| GIVEN REQUEST |
Please list every line of the records that contains the word "shoreline", matching case exactly.

————————

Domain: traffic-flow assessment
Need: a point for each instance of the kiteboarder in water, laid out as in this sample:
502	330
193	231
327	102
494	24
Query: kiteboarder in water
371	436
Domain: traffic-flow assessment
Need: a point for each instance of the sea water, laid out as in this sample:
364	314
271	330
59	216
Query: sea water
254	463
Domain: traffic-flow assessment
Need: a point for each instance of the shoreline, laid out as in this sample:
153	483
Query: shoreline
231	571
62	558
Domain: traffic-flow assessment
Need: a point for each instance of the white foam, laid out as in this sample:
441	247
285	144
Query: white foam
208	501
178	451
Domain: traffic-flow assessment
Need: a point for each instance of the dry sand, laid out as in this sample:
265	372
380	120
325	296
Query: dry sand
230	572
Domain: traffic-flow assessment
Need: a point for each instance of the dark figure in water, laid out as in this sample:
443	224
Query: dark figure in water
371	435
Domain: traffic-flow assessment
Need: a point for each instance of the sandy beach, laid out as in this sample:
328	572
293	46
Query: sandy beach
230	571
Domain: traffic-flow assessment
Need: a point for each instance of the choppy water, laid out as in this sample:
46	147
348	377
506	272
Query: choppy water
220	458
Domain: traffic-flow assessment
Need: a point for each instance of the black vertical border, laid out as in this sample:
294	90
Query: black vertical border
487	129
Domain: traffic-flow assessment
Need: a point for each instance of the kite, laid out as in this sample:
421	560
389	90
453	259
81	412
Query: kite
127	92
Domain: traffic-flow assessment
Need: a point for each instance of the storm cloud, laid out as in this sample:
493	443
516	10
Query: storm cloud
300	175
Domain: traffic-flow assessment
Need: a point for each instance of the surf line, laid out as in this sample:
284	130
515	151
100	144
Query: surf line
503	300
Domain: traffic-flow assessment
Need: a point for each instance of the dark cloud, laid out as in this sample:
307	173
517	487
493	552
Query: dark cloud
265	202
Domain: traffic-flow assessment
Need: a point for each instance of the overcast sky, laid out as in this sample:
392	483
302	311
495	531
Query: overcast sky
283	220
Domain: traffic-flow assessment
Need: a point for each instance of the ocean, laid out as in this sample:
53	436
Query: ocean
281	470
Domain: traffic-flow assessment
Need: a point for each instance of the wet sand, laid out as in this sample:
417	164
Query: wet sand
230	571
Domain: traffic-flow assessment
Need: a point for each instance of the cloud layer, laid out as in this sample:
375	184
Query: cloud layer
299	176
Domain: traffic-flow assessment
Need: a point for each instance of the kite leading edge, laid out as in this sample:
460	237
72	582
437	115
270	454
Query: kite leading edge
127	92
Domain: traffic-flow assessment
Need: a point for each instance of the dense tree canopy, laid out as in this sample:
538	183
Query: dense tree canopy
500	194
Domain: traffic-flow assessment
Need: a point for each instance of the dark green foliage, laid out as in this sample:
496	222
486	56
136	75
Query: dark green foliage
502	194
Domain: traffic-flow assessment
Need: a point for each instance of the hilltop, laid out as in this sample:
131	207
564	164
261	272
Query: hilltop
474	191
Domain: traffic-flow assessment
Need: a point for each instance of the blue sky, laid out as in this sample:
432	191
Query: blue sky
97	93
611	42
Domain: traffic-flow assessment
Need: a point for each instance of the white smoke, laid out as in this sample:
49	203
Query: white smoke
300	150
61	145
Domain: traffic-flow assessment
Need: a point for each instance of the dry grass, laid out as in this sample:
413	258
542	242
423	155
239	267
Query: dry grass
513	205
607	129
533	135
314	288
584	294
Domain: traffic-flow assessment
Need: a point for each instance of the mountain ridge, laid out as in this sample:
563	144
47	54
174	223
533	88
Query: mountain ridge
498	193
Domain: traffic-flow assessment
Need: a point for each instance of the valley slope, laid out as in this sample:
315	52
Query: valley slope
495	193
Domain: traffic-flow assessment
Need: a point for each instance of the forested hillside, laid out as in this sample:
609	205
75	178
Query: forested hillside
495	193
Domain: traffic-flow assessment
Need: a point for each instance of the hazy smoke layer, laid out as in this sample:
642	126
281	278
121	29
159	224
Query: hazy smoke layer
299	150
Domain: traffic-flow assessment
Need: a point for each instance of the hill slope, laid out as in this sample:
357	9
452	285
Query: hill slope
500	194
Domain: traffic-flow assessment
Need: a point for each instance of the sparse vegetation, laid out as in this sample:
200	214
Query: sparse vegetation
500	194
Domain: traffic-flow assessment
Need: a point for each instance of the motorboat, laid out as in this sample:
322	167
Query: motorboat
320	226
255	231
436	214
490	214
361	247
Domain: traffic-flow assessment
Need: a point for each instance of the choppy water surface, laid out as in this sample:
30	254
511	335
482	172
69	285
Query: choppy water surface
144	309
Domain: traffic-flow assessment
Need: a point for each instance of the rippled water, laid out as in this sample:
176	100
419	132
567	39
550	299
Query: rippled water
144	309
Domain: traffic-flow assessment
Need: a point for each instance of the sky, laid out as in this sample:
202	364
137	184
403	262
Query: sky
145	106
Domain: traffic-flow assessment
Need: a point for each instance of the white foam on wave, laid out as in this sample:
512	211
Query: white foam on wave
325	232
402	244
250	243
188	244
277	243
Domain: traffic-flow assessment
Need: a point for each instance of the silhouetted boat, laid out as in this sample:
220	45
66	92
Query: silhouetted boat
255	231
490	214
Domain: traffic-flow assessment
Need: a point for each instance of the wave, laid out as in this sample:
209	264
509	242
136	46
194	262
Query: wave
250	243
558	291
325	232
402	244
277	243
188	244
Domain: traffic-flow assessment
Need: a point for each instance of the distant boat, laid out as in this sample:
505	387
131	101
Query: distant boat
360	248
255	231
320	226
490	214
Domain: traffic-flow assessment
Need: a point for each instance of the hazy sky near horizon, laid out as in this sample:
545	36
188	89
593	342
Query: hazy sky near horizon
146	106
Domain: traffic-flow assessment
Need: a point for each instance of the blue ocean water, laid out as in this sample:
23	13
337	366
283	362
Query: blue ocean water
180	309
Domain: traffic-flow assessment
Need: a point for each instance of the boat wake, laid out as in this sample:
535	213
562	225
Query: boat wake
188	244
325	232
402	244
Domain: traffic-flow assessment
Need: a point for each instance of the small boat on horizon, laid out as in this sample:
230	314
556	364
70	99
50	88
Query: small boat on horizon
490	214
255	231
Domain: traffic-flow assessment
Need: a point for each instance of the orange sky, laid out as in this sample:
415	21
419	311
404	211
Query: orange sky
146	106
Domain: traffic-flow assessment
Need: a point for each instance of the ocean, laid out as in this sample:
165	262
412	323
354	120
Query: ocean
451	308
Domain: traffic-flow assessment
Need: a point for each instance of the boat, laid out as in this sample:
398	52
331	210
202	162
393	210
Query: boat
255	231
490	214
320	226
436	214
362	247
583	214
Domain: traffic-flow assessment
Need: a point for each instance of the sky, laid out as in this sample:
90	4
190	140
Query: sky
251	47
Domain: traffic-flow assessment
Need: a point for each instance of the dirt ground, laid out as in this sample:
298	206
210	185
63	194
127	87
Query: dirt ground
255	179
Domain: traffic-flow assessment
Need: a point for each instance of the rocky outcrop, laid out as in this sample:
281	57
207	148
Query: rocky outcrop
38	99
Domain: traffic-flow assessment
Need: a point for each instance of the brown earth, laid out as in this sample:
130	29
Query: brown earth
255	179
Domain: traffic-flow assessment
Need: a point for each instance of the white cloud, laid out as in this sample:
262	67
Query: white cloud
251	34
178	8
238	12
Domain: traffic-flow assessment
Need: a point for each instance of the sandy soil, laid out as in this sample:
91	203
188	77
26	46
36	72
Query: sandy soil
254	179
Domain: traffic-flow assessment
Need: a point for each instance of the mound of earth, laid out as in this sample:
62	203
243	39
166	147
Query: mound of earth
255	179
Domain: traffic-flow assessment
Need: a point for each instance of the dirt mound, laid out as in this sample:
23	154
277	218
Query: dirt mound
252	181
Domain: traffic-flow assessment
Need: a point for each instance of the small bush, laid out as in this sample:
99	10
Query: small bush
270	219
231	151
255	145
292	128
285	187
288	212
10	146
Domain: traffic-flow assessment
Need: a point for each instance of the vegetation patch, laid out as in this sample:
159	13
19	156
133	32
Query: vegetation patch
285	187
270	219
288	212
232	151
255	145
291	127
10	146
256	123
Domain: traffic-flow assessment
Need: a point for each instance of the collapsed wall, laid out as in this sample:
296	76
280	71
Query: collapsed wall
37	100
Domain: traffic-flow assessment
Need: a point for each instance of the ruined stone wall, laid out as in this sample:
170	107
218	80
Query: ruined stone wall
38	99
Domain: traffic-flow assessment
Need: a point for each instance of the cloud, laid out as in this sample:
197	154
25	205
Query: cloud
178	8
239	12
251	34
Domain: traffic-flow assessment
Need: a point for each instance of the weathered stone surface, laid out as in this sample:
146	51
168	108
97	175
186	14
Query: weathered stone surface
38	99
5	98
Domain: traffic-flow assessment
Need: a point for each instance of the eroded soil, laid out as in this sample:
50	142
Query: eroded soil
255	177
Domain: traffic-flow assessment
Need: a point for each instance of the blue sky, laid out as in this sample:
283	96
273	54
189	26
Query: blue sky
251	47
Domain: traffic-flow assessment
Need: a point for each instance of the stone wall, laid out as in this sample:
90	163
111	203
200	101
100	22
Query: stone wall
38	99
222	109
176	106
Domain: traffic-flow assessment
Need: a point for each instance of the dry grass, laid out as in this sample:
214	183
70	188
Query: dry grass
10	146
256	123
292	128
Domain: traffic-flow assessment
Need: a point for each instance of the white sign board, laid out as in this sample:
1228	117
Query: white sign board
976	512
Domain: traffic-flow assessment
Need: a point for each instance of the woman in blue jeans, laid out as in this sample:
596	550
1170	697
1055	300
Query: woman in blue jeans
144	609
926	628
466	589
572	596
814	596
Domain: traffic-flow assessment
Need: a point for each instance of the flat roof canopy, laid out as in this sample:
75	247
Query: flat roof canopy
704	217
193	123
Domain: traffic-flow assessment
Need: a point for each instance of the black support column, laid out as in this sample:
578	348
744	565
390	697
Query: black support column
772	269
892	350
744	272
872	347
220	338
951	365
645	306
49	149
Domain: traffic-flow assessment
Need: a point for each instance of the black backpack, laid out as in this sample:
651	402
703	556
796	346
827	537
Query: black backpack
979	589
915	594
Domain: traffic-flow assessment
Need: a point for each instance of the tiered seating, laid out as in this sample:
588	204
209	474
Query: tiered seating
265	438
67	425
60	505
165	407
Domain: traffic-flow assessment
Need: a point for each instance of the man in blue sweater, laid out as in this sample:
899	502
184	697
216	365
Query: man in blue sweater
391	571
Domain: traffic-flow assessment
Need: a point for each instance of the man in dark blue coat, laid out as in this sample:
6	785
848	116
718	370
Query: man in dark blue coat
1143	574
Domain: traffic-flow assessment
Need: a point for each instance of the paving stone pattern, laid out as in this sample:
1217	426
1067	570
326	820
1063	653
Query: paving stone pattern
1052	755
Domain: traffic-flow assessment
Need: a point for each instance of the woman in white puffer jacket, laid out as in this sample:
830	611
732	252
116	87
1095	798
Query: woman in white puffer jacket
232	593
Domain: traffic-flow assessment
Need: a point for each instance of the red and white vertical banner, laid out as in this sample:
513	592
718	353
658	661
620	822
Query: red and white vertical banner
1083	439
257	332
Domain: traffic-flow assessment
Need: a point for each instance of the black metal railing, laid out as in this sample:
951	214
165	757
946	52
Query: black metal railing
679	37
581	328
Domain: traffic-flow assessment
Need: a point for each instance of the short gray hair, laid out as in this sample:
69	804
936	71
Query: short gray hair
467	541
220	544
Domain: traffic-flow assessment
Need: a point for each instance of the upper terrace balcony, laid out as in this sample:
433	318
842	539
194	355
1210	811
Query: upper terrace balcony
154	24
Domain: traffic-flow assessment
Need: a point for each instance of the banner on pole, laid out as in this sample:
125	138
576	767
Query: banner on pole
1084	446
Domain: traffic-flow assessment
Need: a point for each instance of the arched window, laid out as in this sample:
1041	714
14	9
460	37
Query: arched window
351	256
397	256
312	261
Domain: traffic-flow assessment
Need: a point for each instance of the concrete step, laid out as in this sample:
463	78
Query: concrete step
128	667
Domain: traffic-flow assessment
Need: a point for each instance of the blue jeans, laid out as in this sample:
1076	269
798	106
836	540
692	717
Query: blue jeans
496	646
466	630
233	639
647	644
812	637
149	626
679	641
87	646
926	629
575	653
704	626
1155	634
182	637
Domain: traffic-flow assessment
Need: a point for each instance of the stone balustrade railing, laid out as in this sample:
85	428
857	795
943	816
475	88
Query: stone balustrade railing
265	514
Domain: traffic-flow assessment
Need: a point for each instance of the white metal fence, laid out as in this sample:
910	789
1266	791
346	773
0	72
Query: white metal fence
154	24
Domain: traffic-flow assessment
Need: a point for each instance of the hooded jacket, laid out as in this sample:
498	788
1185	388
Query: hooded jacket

————————

| THE RESPONSE |
Need: a point for each instance of the shoreline, laid out as in this sample:
Query: shoreline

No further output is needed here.